EXERCISE GOAL. The expected output is each entry, given again exactly.

EXTRACTED DATA.
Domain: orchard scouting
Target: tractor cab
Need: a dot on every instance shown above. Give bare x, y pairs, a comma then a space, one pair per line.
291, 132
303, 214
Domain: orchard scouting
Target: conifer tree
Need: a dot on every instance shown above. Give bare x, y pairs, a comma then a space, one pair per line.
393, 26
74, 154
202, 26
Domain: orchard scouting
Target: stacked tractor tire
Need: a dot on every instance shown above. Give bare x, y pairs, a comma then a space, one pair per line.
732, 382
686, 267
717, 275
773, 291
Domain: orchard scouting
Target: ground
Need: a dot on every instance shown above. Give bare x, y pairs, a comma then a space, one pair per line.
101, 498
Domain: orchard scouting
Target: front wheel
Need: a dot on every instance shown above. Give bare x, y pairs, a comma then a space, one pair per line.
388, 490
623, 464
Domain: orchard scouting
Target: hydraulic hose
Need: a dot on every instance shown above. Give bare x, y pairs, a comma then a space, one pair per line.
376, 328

ANSWER FOR THIS EXERCISE.
Domain: orchard scouting
Target: tractor cab
Need: a dot on every instance shown above. Give bare x, y pairs, a comma then a space, one pair per line.
291, 132
303, 214
Domain: orchard scouting
Target: conifer tree
Need: a dot on every instance shown above. Give bare x, y pairs, a comma then a space, one pair per line.
393, 26
74, 154
202, 26
Domain: orchard scouting
Target: stacked tractor tire
Need: a dot on every instance shown above. Give bare x, y pairs, a comma then a space, one pair per line.
732, 382
686, 267
717, 275
773, 291
Domain: orchard scouting
Target: ground
Need: a dot on every instance shown above. Give bare x, y pairs, a comma then a space, one pair per line.
101, 498
Domain: orchard scouting
Target: front wheel
Need: a dot on every instance shown above. Give bare x, y pairs, a comma then a space, one pair per line.
388, 490
623, 464
Domain: orchard scouting
Target: hydraulic hose
Need: a dot on every instance shown above. Give bare x, y pairs, a comma then a space, one pair per line.
376, 328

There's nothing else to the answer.